▶ TASK: When a line below contains the string "riverbank", show that line.

▶ Extracted data entries:
● ● ●

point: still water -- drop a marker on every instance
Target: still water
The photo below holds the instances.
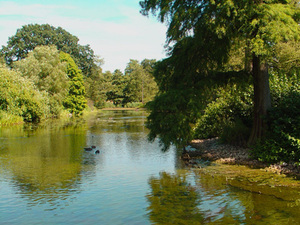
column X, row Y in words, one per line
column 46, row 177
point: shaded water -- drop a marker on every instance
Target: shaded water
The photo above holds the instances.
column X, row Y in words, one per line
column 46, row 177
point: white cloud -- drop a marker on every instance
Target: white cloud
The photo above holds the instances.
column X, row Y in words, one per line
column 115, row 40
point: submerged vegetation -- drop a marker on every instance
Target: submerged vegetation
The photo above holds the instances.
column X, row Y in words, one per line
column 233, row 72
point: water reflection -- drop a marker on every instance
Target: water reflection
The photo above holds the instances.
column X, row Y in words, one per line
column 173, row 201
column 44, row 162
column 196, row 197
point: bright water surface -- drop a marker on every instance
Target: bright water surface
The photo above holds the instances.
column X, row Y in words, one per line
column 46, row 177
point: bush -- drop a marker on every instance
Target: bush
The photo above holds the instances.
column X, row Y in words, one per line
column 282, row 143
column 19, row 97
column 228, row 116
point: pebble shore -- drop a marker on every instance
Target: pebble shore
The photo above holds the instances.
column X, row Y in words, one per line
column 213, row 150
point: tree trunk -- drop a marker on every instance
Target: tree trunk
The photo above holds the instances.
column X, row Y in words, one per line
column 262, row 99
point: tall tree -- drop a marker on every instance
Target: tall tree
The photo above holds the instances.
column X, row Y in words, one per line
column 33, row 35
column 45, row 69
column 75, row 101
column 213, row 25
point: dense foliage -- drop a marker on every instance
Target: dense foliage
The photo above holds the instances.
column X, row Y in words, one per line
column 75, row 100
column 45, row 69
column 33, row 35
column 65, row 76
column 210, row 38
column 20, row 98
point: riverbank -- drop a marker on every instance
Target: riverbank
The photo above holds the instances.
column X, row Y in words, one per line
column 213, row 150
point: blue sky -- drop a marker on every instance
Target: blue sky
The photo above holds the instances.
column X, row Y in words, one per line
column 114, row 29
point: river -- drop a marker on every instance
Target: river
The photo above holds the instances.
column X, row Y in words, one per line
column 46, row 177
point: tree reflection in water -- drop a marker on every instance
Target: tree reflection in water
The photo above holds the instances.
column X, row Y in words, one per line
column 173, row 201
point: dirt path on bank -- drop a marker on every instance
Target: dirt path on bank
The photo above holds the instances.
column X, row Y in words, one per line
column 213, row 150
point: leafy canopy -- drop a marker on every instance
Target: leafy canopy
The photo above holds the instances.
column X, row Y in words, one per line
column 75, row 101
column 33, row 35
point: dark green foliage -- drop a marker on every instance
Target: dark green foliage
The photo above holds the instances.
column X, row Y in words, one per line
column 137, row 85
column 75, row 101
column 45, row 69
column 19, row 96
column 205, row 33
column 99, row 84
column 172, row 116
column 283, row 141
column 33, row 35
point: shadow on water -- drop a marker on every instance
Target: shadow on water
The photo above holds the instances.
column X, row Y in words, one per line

● ● ●

▶ OUTPUT OF THE TASK:
point: riverbank -- drop a marker on every instance
Target: riverbank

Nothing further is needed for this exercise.